- [Page extract]:
***

Ultimately, the last design was created by a New Zealander teaching visual arts at the King George VI School, in the eastern part of the capital Honiara. This was in spite of the fact that preference was supposed to be given to local submissions by Solomon Islanders. The stars stood for the country's provinces and not the Southern Cross, unlike the flags of nearby Australia, New Zealand, Papua New Guinea, and Samoa. It was ratified as the new flag of the islands on 18 November 1977, eight months before the country became the final British protectorate to gain independence.

===Independence and beyond===
The Independence Day ceremony on 7 July 1978, in Gizo, Western Province – which saw the lowering of the Union Jack and the raising of the new flag – was controversial and led to a confrontation between locals and those from Malaita Province. This was because leaders from the Western Council had unsuccessfully lobbied the government to promise greater devolved powers to the provinces, and some of the province's inhabitants viewed the flag ceremony – which had already been engineered to be as subdued as possible – as a demonstration of "Malaitan dominance" over Western Province.

The Solomon Islander flag has been utilized as a flag of convenience by foreign merchant vessels since 2012. That year, an Act was adopted by the country's National Parliament approving of its usage in this manner, with the government predicting more than US$500,000 in taxes annually. The transport minister claimed that this would also give local sailors new employment opportunities and expand chances to reap foreign exchange.

***

- [Records]:

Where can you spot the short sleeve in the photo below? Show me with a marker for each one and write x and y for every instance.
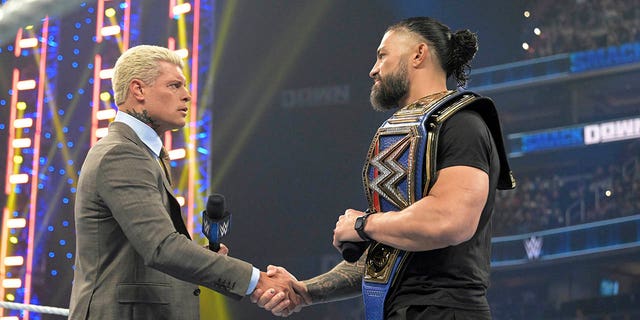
(464, 140)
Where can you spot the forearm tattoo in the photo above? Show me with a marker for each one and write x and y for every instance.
(342, 282)
(144, 117)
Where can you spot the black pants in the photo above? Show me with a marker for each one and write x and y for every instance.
(437, 313)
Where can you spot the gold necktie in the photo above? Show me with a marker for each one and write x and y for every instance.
(164, 159)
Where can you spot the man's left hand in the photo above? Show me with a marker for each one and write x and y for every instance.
(345, 228)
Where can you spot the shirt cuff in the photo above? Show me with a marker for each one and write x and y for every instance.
(255, 276)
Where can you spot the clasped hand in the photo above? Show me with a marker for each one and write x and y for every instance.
(280, 292)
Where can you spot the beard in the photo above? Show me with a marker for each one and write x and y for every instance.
(386, 94)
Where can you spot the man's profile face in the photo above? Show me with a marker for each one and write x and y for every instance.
(166, 99)
(390, 72)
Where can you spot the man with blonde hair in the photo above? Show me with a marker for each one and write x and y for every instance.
(134, 256)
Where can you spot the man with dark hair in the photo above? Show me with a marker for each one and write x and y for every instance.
(430, 180)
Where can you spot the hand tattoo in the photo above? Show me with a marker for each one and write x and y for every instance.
(342, 282)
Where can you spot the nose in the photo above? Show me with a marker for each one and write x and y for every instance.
(374, 71)
(187, 96)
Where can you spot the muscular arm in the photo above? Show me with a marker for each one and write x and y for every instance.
(449, 215)
(342, 282)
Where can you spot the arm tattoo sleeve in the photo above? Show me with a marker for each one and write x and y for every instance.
(342, 282)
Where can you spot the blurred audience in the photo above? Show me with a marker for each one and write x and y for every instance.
(554, 200)
(578, 25)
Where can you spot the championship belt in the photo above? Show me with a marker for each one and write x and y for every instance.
(400, 170)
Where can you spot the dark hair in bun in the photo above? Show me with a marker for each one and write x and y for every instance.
(454, 50)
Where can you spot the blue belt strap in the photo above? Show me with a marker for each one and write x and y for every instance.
(374, 294)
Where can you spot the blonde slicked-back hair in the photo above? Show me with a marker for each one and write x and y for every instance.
(140, 62)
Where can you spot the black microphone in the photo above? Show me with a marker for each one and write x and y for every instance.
(215, 221)
(352, 251)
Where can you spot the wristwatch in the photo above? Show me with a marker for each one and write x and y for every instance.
(359, 226)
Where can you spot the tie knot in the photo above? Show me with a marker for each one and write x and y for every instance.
(164, 154)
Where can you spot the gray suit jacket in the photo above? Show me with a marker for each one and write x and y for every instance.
(134, 257)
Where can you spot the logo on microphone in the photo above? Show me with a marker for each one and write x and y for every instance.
(223, 228)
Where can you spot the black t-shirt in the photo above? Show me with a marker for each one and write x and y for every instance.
(455, 276)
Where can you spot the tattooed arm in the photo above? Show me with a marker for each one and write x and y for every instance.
(342, 282)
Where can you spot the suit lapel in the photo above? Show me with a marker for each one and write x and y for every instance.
(175, 213)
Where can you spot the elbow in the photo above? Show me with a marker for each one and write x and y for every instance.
(457, 234)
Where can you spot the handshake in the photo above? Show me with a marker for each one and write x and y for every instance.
(280, 292)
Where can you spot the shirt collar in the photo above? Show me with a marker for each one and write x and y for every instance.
(148, 136)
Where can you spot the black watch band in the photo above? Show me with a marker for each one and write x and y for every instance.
(359, 226)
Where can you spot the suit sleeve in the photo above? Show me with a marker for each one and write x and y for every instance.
(128, 180)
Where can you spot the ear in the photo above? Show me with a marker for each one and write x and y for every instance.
(136, 89)
(420, 54)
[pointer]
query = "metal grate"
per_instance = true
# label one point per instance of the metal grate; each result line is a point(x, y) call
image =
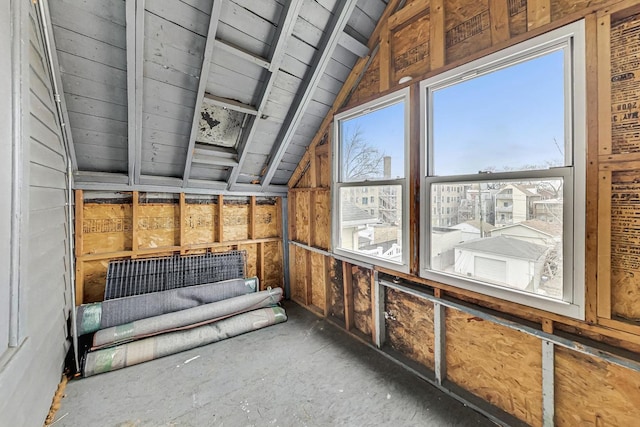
point(141, 276)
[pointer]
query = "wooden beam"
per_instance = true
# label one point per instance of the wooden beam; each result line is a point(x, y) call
point(284, 31)
point(230, 104)
point(303, 98)
point(436, 32)
point(538, 13)
point(232, 49)
point(202, 85)
point(499, 17)
point(220, 224)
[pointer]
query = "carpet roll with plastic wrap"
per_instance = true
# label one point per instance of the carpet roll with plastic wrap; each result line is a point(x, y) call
point(185, 319)
point(101, 315)
point(113, 358)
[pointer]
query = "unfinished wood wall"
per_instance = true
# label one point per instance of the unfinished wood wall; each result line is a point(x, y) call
point(135, 225)
point(496, 363)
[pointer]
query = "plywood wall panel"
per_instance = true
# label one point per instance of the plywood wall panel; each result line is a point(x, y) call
point(409, 326)
point(273, 265)
point(321, 221)
point(335, 310)
point(592, 392)
point(318, 281)
point(158, 225)
point(410, 48)
point(106, 227)
point(498, 364)
point(362, 313)
point(467, 28)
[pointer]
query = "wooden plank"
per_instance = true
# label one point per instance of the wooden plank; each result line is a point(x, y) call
point(437, 37)
point(385, 58)
point(498, 364)
point(591, 232)
point(604, 83)
point(347, 283)
point(499, 12)
point(538, 13)
point(604, 245)
point(79, 215)
point(220, 223)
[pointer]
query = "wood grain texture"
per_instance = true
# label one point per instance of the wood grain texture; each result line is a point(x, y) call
point(592, 392)
point(409, 326)
point(498, 364)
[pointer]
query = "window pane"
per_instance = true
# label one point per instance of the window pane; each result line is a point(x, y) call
point(373, 228)
point(372, 145)
point(503, 233)
point(509, 119)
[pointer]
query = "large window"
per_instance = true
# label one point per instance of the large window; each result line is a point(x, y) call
point(370, 214)
point(504, 165)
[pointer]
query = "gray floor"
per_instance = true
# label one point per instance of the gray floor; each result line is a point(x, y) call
point(305, 372)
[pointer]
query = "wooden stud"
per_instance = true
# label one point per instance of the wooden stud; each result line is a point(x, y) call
point(436, 36)
point(79, 238)
point(604, 245)
point(591, 234)
point(538, 13)
point(134, 223)
point(499, 16)
point(604, 84)
point(385, 58)
point(220, 223)
point(252, 217)
point(347, 280)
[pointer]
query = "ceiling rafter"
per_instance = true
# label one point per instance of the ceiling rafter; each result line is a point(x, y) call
point(204, 73)
point(277, 55)
point(303, 98)
point(134, 15)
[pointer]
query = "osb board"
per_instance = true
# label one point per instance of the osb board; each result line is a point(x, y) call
point(517, 17)
point(106, 228)
point(362, 314)
point(498, 364)
point(318, 281)
point(299, 279)
point(322, 232)
point(625, 86)
point(200, 223)
point(467, 28)
point(252, 259)
point(301, 220)
point(625, 245)
point(158, 225)
point(235, 222)
point(592, 392)
point(562, 8)
point(266, 221)
point(273, 266)
point(410, 49)
point(336, 292)
point(323, 165)
point(409, 326)
point(369, 84)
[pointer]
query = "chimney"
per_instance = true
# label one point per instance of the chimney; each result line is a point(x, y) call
point(387, 167)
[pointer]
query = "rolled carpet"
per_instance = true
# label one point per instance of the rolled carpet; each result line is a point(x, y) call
point(101, 315)
point(113, 358)
point(185, 319)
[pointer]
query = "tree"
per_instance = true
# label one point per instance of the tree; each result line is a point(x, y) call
point(360, 160)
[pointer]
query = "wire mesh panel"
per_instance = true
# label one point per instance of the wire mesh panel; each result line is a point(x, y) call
point(140, 276)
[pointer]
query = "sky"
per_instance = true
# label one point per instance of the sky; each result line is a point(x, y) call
point(508, 118)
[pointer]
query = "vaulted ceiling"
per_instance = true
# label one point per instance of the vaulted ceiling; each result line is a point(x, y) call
point(201, 95)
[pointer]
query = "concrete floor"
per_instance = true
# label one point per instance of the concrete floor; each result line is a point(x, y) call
point(305, 372)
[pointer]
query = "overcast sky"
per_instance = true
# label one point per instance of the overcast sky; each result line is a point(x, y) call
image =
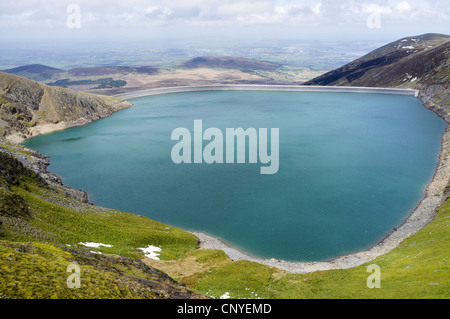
point(324, 19)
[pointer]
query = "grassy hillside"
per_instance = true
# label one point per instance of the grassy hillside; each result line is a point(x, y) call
point(44, 229)
point(44, 226)
point(26, 104)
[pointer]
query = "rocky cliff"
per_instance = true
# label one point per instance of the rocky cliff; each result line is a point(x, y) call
point(29, 108)
point(418, 62)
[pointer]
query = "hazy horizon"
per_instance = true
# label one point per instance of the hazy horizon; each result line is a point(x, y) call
point(232, 20)
point(76, 32)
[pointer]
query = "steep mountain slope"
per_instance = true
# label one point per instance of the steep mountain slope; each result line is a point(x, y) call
point(28, 108)
point(418, 62)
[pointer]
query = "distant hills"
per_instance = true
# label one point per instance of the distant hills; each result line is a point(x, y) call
point(230, 63)
point(418, 62)
point(39, 72)
point(34, 71)
point(26, 106)
point(43, 224)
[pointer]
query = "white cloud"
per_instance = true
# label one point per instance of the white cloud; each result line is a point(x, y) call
point(403, 6)
point(182, 14)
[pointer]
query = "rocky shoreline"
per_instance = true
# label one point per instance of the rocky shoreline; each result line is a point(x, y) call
point(420, 217)
point(423, 214)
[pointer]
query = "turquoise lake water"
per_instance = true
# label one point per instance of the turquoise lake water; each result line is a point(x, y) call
point(351, 168)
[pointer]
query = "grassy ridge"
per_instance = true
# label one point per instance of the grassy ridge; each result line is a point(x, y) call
point(418, 268)
point(41, 231)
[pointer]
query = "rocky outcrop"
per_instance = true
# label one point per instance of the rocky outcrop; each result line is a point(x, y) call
point(418, 62)
point(29, 108)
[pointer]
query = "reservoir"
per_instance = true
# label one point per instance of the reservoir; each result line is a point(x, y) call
point(351, 167)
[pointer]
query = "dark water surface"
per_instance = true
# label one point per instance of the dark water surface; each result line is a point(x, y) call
point(352, 167)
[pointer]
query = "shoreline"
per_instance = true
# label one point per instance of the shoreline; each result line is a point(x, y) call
point(257, 87)
point(421, 216)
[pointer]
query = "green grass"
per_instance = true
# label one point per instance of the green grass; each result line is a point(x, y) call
point(41, 229)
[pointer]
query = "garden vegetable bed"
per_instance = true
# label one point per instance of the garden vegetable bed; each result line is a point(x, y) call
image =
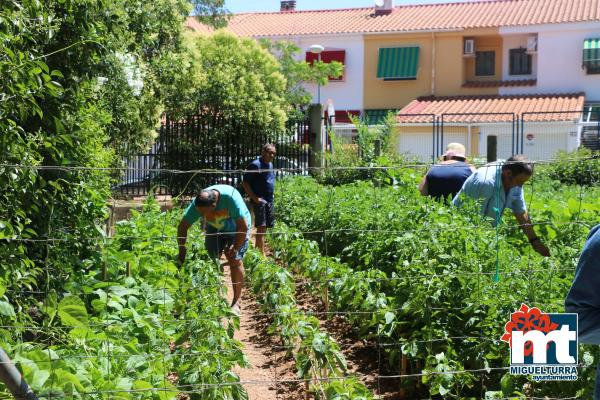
point(406, 270)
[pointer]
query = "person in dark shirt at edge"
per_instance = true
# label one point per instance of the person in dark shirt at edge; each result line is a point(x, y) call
point(260, 186)
point(446, 178)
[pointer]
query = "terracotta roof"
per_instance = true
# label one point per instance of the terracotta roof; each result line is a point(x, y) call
point(194, 25)
point(447, 16)
point(494, 108)
point(484, 84)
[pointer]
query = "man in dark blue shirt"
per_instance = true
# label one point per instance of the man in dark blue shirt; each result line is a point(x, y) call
point(446, 178)
point(259, 183)
point(584, 296)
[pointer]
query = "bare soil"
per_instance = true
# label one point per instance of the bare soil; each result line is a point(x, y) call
point(272, 373)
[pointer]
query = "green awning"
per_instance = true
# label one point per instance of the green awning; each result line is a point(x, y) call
point(376, 117)
point(398, 63)
point(591, 53)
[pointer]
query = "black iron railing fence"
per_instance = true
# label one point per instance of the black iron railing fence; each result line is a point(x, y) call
point(219, 147)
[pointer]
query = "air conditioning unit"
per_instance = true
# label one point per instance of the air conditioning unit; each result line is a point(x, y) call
point(469, 49)
point(532, 44)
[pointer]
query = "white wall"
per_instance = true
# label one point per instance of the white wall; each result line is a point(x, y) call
point(346, 94)
point(559, 57)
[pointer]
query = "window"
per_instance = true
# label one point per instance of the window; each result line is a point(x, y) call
point(593, 69)
point(485, 63)
point(398, 63)
point(591, 56)
point(520, 62)
point(328, 56)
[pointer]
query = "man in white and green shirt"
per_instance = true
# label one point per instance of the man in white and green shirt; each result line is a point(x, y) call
point(500, 186)
point(228, 224)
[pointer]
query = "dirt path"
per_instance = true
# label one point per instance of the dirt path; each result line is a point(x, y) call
point(268, 362)
point(363, 357)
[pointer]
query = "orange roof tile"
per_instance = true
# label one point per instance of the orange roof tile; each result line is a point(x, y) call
point(447, 16)
point(511, 83)
point(494, 108)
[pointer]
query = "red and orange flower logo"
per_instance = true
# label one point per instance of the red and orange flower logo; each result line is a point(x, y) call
point(525, 320)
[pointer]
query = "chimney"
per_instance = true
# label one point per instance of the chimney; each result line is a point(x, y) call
point(383, 6)
point(288, 5)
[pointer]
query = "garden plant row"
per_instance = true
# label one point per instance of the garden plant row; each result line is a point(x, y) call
point(404, 269)
point(145, 330)
point(317, 355)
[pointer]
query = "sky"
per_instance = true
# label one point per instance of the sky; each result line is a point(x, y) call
point(239, 6)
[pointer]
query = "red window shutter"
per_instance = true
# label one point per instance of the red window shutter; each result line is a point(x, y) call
point(327, 57)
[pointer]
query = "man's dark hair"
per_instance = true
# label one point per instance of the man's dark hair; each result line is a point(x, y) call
point(518, 164)
point(268, 146)
point(206, 198)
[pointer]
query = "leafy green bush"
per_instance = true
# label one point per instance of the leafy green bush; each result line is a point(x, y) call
point(580, 167)
point(425, 273)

***

- [Problem statement]:
In the Solomon Islands flag passage, on what date was the new flag ratified?

- [Answer]:
18 November 1977